**Excerpt**
-- BEGIN --

2.2 VirES data retrieval and visualization system
VirES for Swarm3 started as an interactive data visualization and retrieval interface for the Swarm data products. Accessible directly through a web browser it allows anyone to view data and models both on a 3D globe and on 2D plots, in just a few mouse clicks (see Figure 1). Combinations of different data products can be selected and viewed together over a time window of interest, and plots have a degree of user-customizability to make them publication-ready. The web interface is not the focus of this paper, but it is a valuable part of the infrastructure because it is one of the foremost examples of accessible visualization tools in space physics and can still be very useful even when a particular user is comfortable processing data through Python. It can be used by newcomers to Swarm to gain familiarity and intuition about the data products, and by experienced users to quickly check events on particular days, for example.
FIGURE 1. VirES web interface (https://vires.services): The layers panel on the left allows selection of multiple datasets together; the time slider on the bottom selects the time period of interest; a globe view and an “analytics” view can be used together to generate both 3D and 2D visualizations.
A large part of what gives the web interface its functionality, and makes the infrastructure as a whole more sustainable, is that it is backed by the VirES Server (see Figure 2) which holds a database of the data products synchronized to their latest versions and offers various ways to interact with them. The server is built in part on the Django framework and other open source projects. It implements Open Geospatial Consortium (OGC4) standards for its Application Programming Interface (API) which allows it to communicate not only with the web interface but also other clients in a robust way. In particular, a component of the server is based on the OGC Web Processing Service (WPS) interface standard. This allows an external element to trigger one of a number of predefined processes on the service, passing custom parameters to the process to control its behavior, and thus retrieve customized data on-demand. This allows users to query subsets of the data, for example, by filtering by a range in Latitude or other available parameters. Another way in which is this is used is to evaluate auxiliary parameters such as magnetic local time (MLT) or to perform forward evaluation of geomagnetic field models at the same sample points as the data, without the code for such needing to be available on the client side. In 2022 the server was extended with an additional API, the Heliophysics API (HAPI, Weigel R. et al., 2021)5, to allow smoother interoperability with other tools across heliophysics. Details of the HAPI implementation and the currently enabled datasets are available at the /hapi endpoint6.

-- END --

**Data block**
-- BEGIN --

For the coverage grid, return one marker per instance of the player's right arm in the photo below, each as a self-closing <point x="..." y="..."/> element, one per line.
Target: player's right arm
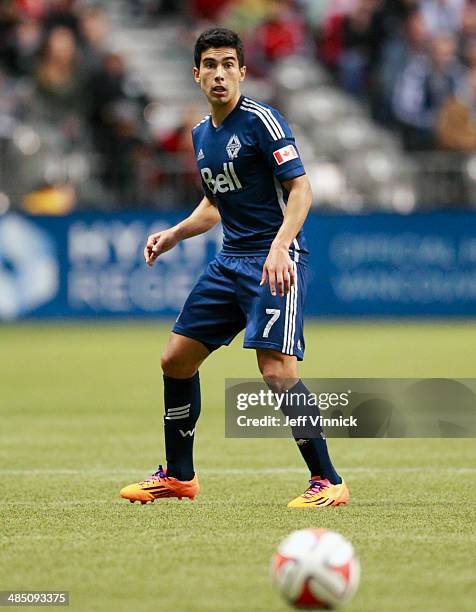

-- END --

**Exercise 1**
Answer these from the VirES section, one line each:
(a) What framework is the VirES Server built on in part?
(b) In what year was the server extended with the Heliophysics API?
(c) In the figure caption, what does the time slider on the bottom select?
**Exercise 2**
Reproduce the passage of the VirES section that begins at the words "FIGURE 1. VirES" and ends after the words "and 2D visualizations.", keeping every word the same.

**Expected answer 1**
(a) The Django framework
(b) 2022
(c) The time period of interest

**Expected answer 2**
FIGURE 1. VirES web interface (https://vires.services): The layers panel on the left allows selection of multiple datasets together; the time slider on the bottom selects the time period of interest; a globe view and an “analytics” view can be used together to generate both 3D and 2D visualizations.